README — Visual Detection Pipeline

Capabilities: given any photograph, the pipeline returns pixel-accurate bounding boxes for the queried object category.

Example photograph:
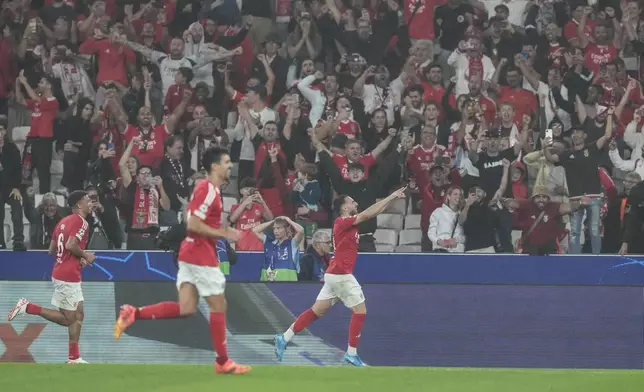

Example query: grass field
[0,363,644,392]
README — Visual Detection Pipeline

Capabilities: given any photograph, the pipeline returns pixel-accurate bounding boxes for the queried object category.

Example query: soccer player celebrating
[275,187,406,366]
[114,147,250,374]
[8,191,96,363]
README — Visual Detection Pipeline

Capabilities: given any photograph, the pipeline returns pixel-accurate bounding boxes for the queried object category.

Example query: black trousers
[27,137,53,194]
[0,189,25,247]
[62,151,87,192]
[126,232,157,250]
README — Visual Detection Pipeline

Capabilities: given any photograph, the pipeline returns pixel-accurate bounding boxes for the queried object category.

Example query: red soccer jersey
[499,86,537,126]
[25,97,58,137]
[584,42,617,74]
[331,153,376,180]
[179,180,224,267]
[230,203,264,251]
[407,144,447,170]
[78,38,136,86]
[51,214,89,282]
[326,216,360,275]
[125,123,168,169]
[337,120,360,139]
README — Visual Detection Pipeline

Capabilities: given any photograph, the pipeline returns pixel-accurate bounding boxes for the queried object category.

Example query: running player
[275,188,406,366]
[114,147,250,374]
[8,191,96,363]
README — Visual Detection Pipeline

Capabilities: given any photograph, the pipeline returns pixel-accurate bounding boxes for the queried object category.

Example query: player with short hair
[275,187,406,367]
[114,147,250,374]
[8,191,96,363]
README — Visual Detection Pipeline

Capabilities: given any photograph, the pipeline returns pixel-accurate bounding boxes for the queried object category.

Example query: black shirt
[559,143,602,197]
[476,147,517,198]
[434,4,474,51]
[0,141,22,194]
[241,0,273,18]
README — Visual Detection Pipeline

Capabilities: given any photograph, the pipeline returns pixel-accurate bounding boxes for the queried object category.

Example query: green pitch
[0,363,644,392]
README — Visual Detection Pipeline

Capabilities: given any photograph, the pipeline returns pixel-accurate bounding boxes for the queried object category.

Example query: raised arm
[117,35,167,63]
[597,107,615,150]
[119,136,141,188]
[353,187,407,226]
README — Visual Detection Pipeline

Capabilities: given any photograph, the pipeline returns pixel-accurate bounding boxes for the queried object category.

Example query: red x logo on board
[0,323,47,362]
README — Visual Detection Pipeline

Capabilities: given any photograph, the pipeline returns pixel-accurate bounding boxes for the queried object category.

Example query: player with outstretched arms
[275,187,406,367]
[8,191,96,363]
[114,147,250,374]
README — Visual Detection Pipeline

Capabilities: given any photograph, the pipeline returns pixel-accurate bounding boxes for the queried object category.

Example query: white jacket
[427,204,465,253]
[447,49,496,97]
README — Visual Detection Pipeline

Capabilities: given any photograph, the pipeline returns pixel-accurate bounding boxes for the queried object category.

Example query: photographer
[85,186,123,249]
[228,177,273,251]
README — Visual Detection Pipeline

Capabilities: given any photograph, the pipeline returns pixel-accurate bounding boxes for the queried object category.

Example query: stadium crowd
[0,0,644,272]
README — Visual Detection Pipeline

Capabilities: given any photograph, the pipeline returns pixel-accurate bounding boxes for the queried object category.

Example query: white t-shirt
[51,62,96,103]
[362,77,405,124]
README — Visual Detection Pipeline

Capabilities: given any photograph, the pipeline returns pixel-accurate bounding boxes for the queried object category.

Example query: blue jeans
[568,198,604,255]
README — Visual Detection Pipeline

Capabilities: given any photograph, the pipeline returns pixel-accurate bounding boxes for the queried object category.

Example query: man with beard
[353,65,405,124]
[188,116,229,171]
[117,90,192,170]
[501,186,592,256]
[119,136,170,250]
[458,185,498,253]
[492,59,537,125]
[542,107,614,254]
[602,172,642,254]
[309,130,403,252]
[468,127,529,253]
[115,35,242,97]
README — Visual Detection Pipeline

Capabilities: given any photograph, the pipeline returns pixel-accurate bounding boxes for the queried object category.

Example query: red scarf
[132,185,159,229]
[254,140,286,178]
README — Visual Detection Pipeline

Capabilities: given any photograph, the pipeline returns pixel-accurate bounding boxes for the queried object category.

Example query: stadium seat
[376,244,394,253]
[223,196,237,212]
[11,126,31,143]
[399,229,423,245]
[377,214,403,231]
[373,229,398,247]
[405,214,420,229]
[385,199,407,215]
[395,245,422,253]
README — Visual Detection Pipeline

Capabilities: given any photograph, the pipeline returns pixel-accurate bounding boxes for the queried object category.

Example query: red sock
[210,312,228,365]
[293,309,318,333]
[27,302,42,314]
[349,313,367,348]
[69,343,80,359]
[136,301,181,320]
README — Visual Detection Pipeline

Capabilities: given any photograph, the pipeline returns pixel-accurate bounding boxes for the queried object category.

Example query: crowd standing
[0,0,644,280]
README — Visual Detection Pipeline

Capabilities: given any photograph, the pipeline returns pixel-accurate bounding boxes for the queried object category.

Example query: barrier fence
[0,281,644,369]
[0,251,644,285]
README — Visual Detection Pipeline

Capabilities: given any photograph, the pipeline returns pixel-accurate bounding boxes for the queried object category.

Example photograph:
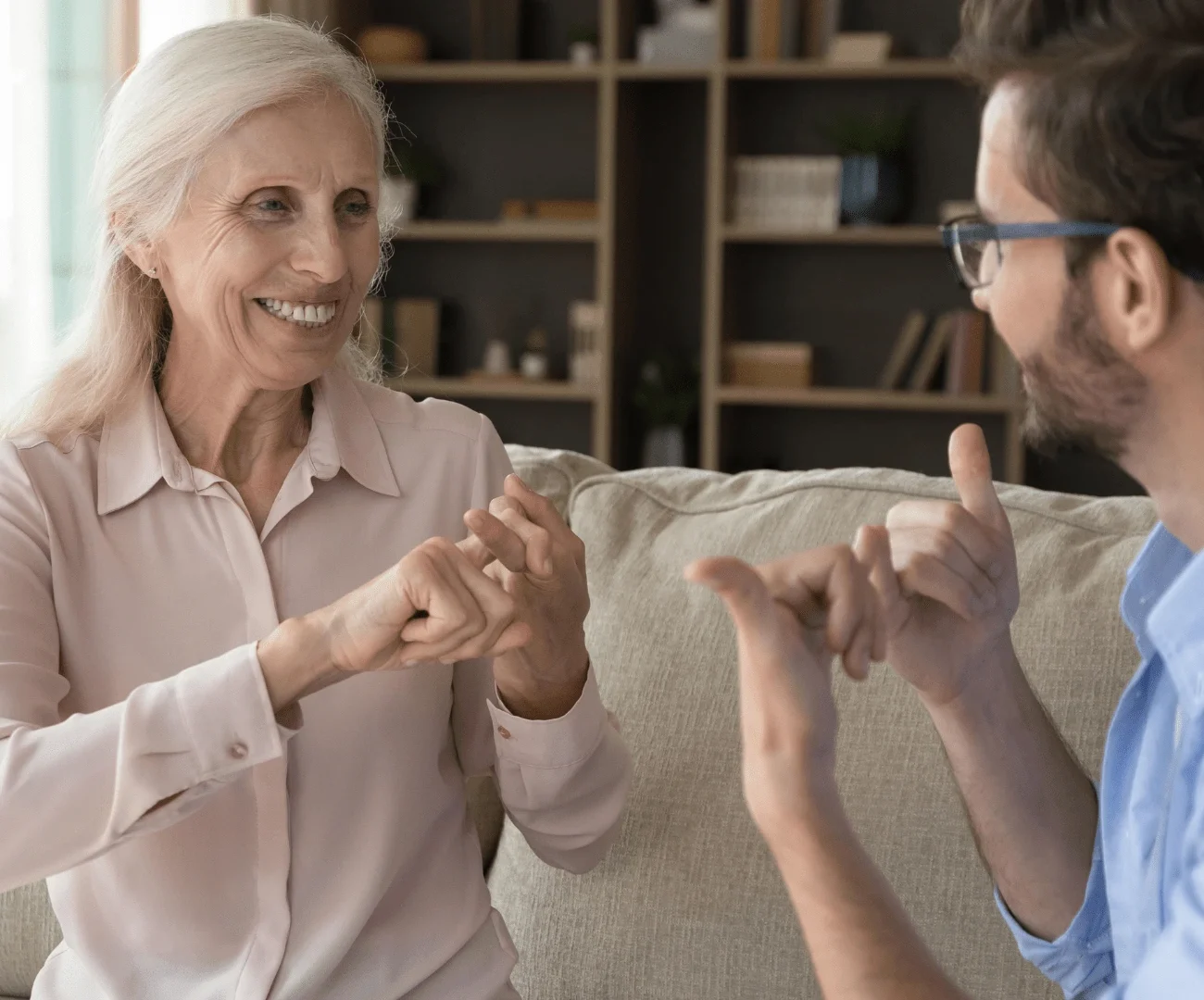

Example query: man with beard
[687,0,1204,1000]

================================

Required work:
Pull out each line of the rows above that contains the word "white".

Solution for this exercise:
Example query: white jacket
Example query: white t-shirt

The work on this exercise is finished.